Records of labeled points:

*****

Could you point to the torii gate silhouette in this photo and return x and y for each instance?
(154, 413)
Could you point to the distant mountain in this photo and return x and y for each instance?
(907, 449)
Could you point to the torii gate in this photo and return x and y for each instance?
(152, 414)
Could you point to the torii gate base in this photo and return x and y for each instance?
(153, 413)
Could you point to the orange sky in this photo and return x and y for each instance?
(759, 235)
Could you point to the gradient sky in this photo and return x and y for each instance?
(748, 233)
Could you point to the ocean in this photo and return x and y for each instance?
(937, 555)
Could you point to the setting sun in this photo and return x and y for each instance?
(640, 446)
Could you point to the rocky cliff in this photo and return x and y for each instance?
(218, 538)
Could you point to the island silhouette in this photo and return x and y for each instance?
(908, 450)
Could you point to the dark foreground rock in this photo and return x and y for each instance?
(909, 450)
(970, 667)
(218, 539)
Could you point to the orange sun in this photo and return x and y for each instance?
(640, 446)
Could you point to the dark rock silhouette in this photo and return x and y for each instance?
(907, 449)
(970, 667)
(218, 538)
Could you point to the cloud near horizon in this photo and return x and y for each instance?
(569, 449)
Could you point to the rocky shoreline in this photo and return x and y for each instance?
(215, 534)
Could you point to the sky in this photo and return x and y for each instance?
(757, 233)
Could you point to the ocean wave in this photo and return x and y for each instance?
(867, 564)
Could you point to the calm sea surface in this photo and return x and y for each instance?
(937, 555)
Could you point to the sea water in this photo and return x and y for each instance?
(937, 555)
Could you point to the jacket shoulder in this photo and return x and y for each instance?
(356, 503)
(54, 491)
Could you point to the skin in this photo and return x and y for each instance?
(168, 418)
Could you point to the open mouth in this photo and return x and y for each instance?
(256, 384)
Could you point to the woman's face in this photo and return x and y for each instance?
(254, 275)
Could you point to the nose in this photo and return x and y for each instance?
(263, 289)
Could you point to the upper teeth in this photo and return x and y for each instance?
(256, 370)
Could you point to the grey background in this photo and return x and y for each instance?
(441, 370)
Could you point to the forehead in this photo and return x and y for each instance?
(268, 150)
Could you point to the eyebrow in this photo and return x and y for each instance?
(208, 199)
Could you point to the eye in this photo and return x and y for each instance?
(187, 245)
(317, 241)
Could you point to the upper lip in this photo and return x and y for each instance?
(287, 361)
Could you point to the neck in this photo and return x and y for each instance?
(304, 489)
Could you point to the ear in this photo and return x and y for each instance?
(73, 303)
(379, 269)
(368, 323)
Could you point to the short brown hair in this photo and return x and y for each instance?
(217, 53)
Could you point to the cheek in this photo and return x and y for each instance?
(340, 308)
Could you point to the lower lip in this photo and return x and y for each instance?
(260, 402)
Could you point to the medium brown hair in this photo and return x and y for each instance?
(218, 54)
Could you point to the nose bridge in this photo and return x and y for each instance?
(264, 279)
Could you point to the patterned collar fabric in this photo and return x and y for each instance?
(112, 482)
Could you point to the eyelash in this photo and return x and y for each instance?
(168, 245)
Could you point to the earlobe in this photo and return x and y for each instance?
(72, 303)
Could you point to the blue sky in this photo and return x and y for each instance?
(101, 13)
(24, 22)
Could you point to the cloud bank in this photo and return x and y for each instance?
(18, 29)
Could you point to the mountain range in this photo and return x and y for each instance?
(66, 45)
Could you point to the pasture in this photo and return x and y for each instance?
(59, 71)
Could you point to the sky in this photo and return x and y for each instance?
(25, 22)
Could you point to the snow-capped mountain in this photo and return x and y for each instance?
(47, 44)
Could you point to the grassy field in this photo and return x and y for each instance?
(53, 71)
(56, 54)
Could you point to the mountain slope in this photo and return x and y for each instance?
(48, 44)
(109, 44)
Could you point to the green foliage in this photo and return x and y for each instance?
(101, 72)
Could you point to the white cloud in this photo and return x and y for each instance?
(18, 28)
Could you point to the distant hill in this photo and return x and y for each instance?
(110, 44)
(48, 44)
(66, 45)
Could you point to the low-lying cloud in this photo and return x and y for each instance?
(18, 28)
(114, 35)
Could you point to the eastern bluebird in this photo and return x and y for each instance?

*****

◆ **Work instructions**
Give back exactly the lines that run from the line with "Could you point to the medium" through the close of the material, counting both ends, and nothing more.

◆ **Solution to this task**
Could you point to the medium brown hair in this photo and return x and y for each instance?
(218, 54)
Could you point to the nose bridge in this photo and return x and y for each instance?
(264, 279)
Could you point to the patterned collar fabric in this photo and return x and y for each instance?
(112, 482)
Could you point to the eyelash in this photo and return x and y for each instance?
(168, 245)
Could you point to the earlobe in this photo and return x and y for each instance?
(72, 303)
Could you point to the blue sky in this photo and return x and y for each instance?
(101, 13)
(24, 22)
Could you point to the cloud bank in this photo and return x and y for each instance?
(18, 29)
Could you point to the mountain range in this photo and return x and y for each instance?
(66, 45)
Could you point to the pasture in this photo and return x and y for each instance?
(59, 71)
Could you point to the sky in this photo and return x and y for each instance?
(25, 22)
Could you point to the snow-capped mountain in this photo and return x and y for each instance?
(47, 44)
Could you point to the grassy field in this photo and return x and y for each instance?
(53, 71)
(56, 54)
Could you point to the mountain slope in this photo and return x and y for each instance?
(48, 44)
(109, 44)
Could you point to the green foliage in this photo and return x and y for each instance?
(101, 72)
Could you point to the white cloud in this photo and return x and y for each instance?
(18, 28)
Could you point to the distant hill in this photo and return x and y for each instance?
(110, 44)
(48, 44)
(66, 45)
Could you point to the low-lying cloud in this photo and return x and y for each instance?
(18, 28)
(114, 35)
Could you point to the eastern bluebird in this photo and return x and y for each instance?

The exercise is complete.